§ **Problem description**
Please put all of the material below into a two-column CSV headed "instruction" and "annotation", one row per instruction, with each field quoted and line breaks turned into spaces. Leave the pictures out.

§ **Data listing**
--------

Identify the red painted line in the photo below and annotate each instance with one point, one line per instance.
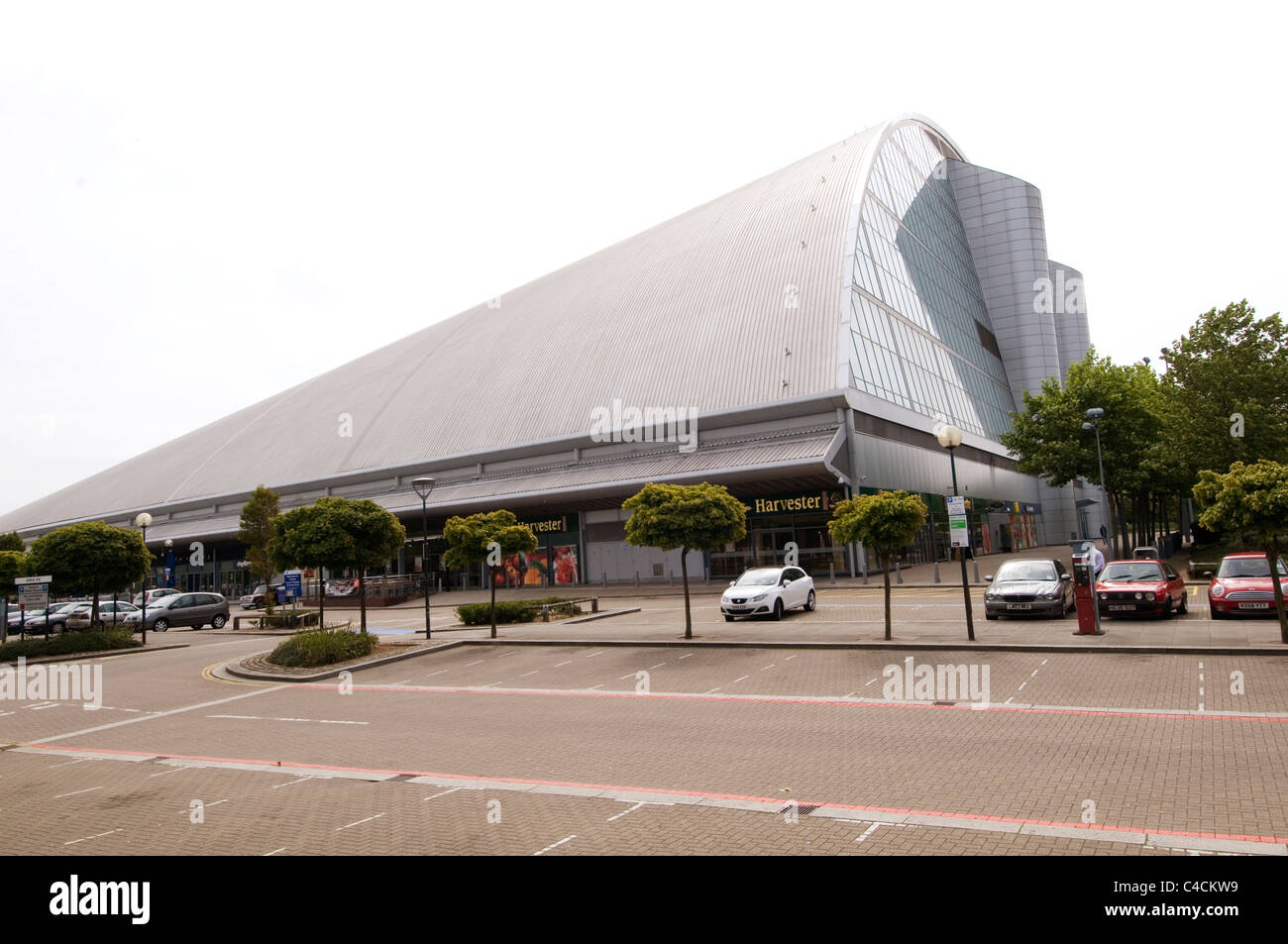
(771, 699)
(704, 794)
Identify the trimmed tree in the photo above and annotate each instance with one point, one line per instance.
(884, 524)
(90, 558)
(1250, 498)
(468, 541)
(690, 518)
(257, 530)
(336, 533)
(12, 565)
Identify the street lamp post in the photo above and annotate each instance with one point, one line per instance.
(424, 485)
(1094, 423)
(951, 437)
(143, 520)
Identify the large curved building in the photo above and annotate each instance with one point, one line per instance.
(798, 340)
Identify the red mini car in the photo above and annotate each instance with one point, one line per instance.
(1140, 586)
(1243, 587)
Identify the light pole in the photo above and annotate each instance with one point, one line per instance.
(951, 437)
(143, 520)
(1094, 423)
(424, 487)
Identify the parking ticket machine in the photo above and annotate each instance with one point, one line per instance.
(1085, 590)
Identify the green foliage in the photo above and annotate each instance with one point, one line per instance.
(697, 518)
(1252, 498)
(68, 643)
(257, 530)
(322, 648)
(884, 523)
(90, 558)
(468, 537)
(514, 610)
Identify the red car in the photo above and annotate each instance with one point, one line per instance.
(1140, 586)
(1243, 587)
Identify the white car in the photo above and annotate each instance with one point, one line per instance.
(768, 590)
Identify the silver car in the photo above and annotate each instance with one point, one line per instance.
(183, 609)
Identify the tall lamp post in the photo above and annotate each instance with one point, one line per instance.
(424, 487)
(951, 437)
(143, 520)
(1094, 416)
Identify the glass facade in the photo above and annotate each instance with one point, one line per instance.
(921, 333)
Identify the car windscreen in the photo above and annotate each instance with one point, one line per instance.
(1248, 567)
(1125, 574)
(1025, 571)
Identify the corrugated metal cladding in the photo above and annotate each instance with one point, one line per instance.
(695, 312)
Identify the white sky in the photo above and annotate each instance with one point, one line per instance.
(202, 205)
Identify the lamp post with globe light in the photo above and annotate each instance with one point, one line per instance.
(143, 520)
(951, 437)
(424, 485)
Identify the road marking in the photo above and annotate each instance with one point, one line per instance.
(288, 784)
(88, 789)
(443, 793)
(91, 837)
(555, 845)
(360, 822)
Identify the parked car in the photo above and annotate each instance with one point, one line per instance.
(1029, 586)
(768, 590)
(1241, 586)
(108, 613)
(156, 594)
(183, 609)
(1140, 586)
(256, 597)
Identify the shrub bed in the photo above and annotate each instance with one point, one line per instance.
(514, 610)
(68, 643)
(322, 648)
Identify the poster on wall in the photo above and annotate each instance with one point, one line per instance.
(565, 563)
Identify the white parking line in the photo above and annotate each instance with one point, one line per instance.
(88, 789)
(360, 822)
(554, 845)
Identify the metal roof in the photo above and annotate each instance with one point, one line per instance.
(691, 313)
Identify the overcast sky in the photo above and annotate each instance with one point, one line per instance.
(205, 204)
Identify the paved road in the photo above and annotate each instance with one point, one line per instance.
(626, 750)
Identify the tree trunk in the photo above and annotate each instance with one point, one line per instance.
(492, 571)
(688, 616)
(362, 597)
(885, 575)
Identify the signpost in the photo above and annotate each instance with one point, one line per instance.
(30, 590)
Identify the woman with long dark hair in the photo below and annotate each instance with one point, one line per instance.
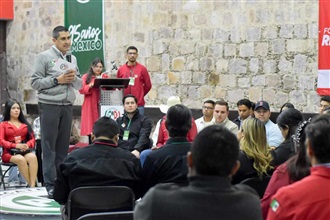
(90, 107)
(294, 169)
(17, 140)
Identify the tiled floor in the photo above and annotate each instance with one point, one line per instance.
(20, 203)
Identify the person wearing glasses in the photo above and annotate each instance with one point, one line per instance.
(207, 118)
(244, 108)
(139, 84)
(220, 114)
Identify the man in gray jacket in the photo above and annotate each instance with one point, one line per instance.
(210, 195)
(56, 96)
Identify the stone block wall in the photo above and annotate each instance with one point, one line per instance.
(194, 49)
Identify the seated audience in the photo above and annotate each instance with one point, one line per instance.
(209, 195)
(294, 169)
(168, 163)
(254, 155)
(308, 198)
(134, 129)
(286, 106)
(207, 118)
(220, 114)
(244, 108)
(17, 140)
(99, 164)
(287, 121)
(273, 133)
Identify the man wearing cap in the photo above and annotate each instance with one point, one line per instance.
(220, 114)
(273, 133)
(207, 118)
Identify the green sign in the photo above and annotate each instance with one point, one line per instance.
(84, 19)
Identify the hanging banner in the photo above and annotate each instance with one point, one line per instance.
(84, 19)
(323, 82)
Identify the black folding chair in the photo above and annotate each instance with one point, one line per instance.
(97, 199)
(3, 173)
(258, 184)
(126, 215)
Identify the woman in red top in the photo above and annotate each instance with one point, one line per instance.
(16, 133)
(90, 107)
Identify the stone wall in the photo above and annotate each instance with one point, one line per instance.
(196, 49)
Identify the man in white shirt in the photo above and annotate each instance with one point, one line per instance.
(207, 118)
(273, 133)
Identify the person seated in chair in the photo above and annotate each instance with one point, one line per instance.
(168, 163)
(17, 140)
(210, 195)
(100, 164)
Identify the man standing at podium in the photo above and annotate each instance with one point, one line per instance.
(139, 84)
(56, 96)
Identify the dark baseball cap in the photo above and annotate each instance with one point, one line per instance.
(262, 104)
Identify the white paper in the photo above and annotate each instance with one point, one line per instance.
(63, 66)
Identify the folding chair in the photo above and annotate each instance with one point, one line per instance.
(126, 215)
(3, 173)
(258, 184)
(97, 199)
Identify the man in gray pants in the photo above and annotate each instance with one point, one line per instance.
(55, 99)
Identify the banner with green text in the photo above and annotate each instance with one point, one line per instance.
(84, 19)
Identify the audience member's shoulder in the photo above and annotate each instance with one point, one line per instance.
(245, 190)
(166, 187)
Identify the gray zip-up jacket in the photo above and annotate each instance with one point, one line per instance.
(43, 75)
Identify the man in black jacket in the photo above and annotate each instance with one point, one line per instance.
(134, 128)
(209, 195)
(99, 164)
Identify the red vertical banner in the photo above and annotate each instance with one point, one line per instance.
(323, 82)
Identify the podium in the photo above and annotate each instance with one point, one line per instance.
(111, 96)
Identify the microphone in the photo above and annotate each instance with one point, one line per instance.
(68, 56)
(114, 66)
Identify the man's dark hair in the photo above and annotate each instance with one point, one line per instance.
(105, 126)
(325, 98)
(209, 102)
(222, 102)
(57, 30)
(286, 105)
(290, 119)
(129, 96)
(245, 102)
(178, 120)
(132, 48)
(215, 151)
(317, 133)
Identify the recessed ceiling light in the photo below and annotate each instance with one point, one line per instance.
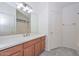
(26, 8)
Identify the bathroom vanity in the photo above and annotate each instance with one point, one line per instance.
(33, 47)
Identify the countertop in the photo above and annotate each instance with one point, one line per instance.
(10, 41)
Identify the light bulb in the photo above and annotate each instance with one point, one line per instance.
(26, 8)
(29, 11)
(19, 5)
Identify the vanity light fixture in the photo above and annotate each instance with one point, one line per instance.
(25, 8)
(19, 5)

--------

§ **Output for this exercise**
instruction,annotation
"Identify the red painted line in the photo below and annotate each instance with one point, one line per instance.","(771, 699) (704, 794)"
"Identify the trimmed tree in the photo above and annotate each instance with one point, one line per instance.","(884, 524) (90, 558) (1250, 498) (468, 541) (690, 518) (257, 530) (336, 533) (12, 565)"
"Identify the street lamp post in the photo above and annotate each instance with one point, one line per instance.","(424, 485) (1094, 423) (951, 437) (143, 520)"
"Identify the large curved building in the photo above and annotate each instance with one point, one line per instance.","(798, 340)"
"Identify the red mini car in the photo above and annotate each instance with one point, one line per instance.","(1140, 586) (1243, 587)"
"Identify the light pole in the photo above and annotate each instance with one point, one line per instance.","(951, 437) (143, 520) (1094, 423) (424, 487)"
"Identify the parking ticket machine in the photo above and annotate each instance with one point, one line per instance.","(1085, 590)"
"Identify the green foliage in the photo above and annotate each instance with one point, one line per instance.","(697, 518) (1252, 498) (68, 643) (257, 530) (322, 648) (884, 523) (90, 558) (468, 537) (514, 610)"
"Identify the red car in the photo above and annotate each instance with one point, one line per instance.","(1140, 586) (1243, 587)"
"Identify the white car in the photo above and annotate each instance with one point, one line per instance.","(768, 590)"
"Identify the silver car in the photo above and annotate each instance with one point, one line per instance.","(183, 609)"
"Identify the tall lamp post in the photo above and annotate each instance with one point, one line per instance.","(424, 487) (951, 437) (143, 520) (1094, 416)"
"Identify the glass facade in the photo above and annotate each instance with one point, one line per instance.","(921, 333)"
"Identify the car windscreen in the photo above and annotate each instance with one point, one line per instance.","(1248, 567) (1125, 574) (1025, 571)"
"Identify the corrugated metal cladding in the photo above and annotate each instance with one point, one line per instance.","(695, 312)"
"Identify the white sky in the photo above and annotate each instance with one point, one line per instance.","(202, 205)"
"Identify the lamp post with globe light in the photo above and annotate each instance with one point, one line per instance.","(143, 520) (951, 437) (424, 485)"
"Identify the road marking in the photo above and annotate each instance with one point, one line per instance.","(288, 784) (88, 789) (443, 793) (91, 837) (555, 845) (360, 822)"
"Identify the parked car in the photo above and annotate each instance with one point, one line per instance.","(1029, 586) (768, 590) (1241, 586) (108, 613) (156, 594) (183, 609) (1140, 586) (256, 597)"
"Identify the shrub bed in the photo above and annotate each instance with one point, one line per instance.","(514, 610) (68, 643) (322, 648)"
"Identify the poster on wall in the photo above and annotate each instance with one point, one line per instance.","(565, 563)"
"Identify the white parking line in the photo above and annotate each instance with one point, one line per instance.","(88, 789) (360, 822) (554, 845)"
"Identify the metal roof in the photo above and annotate each instance with one point, one line per instance.","(691, 313)"
"Identify the overcast sky in the photo above and annotate each instance with one point, one line per instance.","(205, 204)"
"Identify the paved road in the photo above and annotate each instance with one point, one line per instance.","(626, 750)"
"Identify the tree trunk in the photo above and annotate each instance with one point, one line per instance.","(492, 571) (688, 616) (362, 597) (885, 575)"
"Identify the signpost in the photo above and annotate each instance with one point, one line per instance.","(30, 590)"
"Identify the woman with long dark hair in the photo below and annotate each instance with one point, one line per instance.","(90, 107) (294, 169) (17, 140)"
"Identify the tiled floor in the photo above and annotate each instance with one point, one line per instance.","(20, 203)"
"Identify the person wearing glasses in the photo above and annotate each instance with one point, one line per instance.","(207, 118) (244, 108) (139, 84) (220, 114)"
"Identify the man in gray jacket in the photo above and annotate each instance with one point, one line per instance.","(210, 195) (56, 96)"
"Identify the stone block wall in the photo above and annotate each instance with one point, one line per instance.","(194, 49)"
"Identify the seated audience in the photo above and annotate each instance with one point, one line per instance.","(209, 195) (294, 169) (168, 163) (254, 155) (308, 198) (134, 129) (286, 106) (207, 118) (220, 114) (244, 108) (17, 140) (99, 164) (287, 121) (273, 133)"
"Identify the man wearing cap in the photo above and annotate each instance with one point, one line per instance.","(220, 114) (273, 133) (207, 118)"
"Identify the green sign in the photo above and annotate each instance with one point, one line per instance.","(84, 19)"
"Identify the hanging banner in the photo above and annotate each instance with one point, one line per instance.","(84, 19) (323, 82)"
"Identify the black folding chair in the photo above and annotate each instance with one point, one line per instance.","(97, 199) (3, 173) (258, 184) (126, 215)"
"Identify the woman in red top in the photo above and annotate each instance with one point, one line per instance.","(16, 133) (90, 107)"
"Identify the stone wall in the photo above and annotate each instance with one point, one line per instance.","(196, 49)"
"Identify the man in white shirt in the photo above and annotate each instance with one point, one line per instance.","(207, 118) (273, 133)"
"Identify the person seated in chair in the photo above and annotate each instance with one point, one line per instance.","(168, 163) (17, 140) (210, 195) (100, 164)"
"Identify the man standing at podium in the photo above and annotate each instance with one point, one line per instance.","(139, 84) (56, 96)"
"Identify the dark baseball cap in the photo above and annotate each instance with one point, one line per instance.","(262, 104)"
"Identify the white paper in the photo above and annotate each instance with one point, one line per instance.","(63, 66)"
"Identify the folding chair in the photo above and annotate each instance with one point, one line per instance.","(126, 215) (3, 173) (258, 184) (97, 199)"
"Identify the man in gray pants in the photo above and annotate each instance with one point, one line per instance.","(55, 99)"
"Identify the banner with green text in the photo above and annotate each instance with one point, one line per instance.","(84, 19)"
"Identify the audience member's shoulder in the photo above and annotate each instance with one point, one line per instance.","(245, 190) (166, 187)"
"Identify the gray zip-up jacket in the photo above and annotate each instance with one point, one line per instance.","(43, 75)"
"Identify the man in black jacket in the photo above and annotate each instance with one point, one line per instance.","(134, 128) (209, 195) (99, 164)"
"Identify the red vertical banner in the photo above and annotate each instance with one point, one line per instance.","(323, 82)"
"Identify the podium in the photo above and annotate each instance with one point, one line per instance.","(111, 96)"
"Identify the microphone in the photo above and annotate each instance with one point, one line per instance.","(68, 56) (114, 66)"
"Identify the man's dark hair in the photo above and annotate each instance with one point, one line per instance.","(105, 126) (325, 98) (209, 102) (222, 102) (57, 30) (286, 105) (290, 119) (129, 96) (245, 102) (178, 120) (132, 48) (215, 151) (317, 133)"
"Identify the recessed ceiling light in the photo below and annotate each instance with one point, one line per instance.","(26, 8)"
"Identify the bathroom vanity in the photo above and annotate each instance with one point, one line per instance.","(33, 47)"
"Identify the countertop in the photo above and annotate each instance with one point, one line per instance.","(10, 41)"
"Identify the light bulb in the photo above and annotate each instance with one point, one line per instance.","(26, 8) (29, 11) (19, 5)"
"Identify the vanity light fixture in the photo above and annotate each instance with one point, one line per instance.","(25, 8) (19, 5)"